** Start Records supplied **

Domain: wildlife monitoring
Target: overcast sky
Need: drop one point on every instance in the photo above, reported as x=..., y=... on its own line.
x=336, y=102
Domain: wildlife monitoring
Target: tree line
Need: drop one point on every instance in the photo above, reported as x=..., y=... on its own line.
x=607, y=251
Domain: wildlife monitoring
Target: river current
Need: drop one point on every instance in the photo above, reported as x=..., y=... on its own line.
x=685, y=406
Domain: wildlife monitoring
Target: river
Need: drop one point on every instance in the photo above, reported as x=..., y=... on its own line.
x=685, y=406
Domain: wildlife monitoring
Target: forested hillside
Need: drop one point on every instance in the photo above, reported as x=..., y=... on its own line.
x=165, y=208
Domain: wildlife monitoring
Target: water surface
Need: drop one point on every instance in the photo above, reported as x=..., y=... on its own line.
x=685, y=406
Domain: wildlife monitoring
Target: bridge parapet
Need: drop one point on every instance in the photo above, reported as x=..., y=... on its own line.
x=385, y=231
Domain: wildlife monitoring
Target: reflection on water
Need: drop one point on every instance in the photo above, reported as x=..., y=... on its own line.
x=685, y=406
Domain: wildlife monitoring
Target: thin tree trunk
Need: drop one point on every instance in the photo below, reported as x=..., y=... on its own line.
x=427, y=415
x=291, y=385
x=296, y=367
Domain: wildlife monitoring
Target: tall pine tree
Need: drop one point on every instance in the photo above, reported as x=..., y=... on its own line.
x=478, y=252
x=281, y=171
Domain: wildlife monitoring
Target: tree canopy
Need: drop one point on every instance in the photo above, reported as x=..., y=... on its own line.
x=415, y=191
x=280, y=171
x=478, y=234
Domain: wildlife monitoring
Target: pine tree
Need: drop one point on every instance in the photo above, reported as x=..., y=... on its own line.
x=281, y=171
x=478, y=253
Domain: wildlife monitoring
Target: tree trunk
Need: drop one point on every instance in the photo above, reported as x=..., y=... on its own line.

** End Records supplied **

Aim: Copy each line of the data above without altering a single character.

Reply to the exercise:
Domain: wildlife monitoring
Target: overcast sky
Need: drop one point on every instance in the photo above, reported as x=..., y=... on its own line.
x=336, y=102
Domain: wildlife monitoring
Target: tree line
Need: drop one point on every instance in the photo above, reported as x=..., y=... on its own line.
x=607, y=251
Domain: wildlife monitoring
Target: river current
Need: drop one point on every instance in the photo above, reported as x=..., y=... on its own line.
x=685, y=406
Domain: wildlife monitoring
Target: river
Need: drop one point on every instance in the photo above, reported as x=..., y=... on its own line.
x=685, y=406
Domain: wildlife monitoring
Target: forested hillside
Need: drop one point on every instance in the photo above, reported as x=..., y=... on its own line.
x=165, y=208
Domain: wildlife monitoring
Target: water surface
Need: drop one point on every instance in the photo above, reported as x=..., y=... on its own line.
x=685, y=406
Domain: wildlife monitoring
Target: bridge parapet
Need: drop one point on every instance in the photo above, reported as x=..., y=... on its own line.
x=385, y=231
Domain: wildlife monitoring
Target: reflection on water
Need: drop one point on every instance in the photo above, reported as x=..., y=... on its own line.
x=685, y=406
Domain: wildlife monitoring
Target: thin tree trunk
Need: drop one point on every instance in the photo below, reported as x=..., y=... on its own line.
x=427, y=415
x=291, y=385
x=296, y=367
Domain: wildlife monitoring
Target: tall pine tree
Need: drop one point on every instance in the photo above, reported as x=..., y=... on its own line.
x=478, y=252
x=281, y=171
Domain: wildlife monitoring
Target: tree canopy
Need: drop one point on every instance in the photo above, reported as x=..., y=... on its own line.
x=415, y=191
x=280, y=171
x=478, y=234
Domain: wildlife monitoring
Target: pine tree
Need: drop one point on every instance in the photo above, reported as x=..., y=... on its own line.
x=281, y=171
x=478, y=253
Domain: wildlife monitoring
Target: tree trunk
Need: drop one point on every instance in the photo above, reported as x=..., y=... on its own line.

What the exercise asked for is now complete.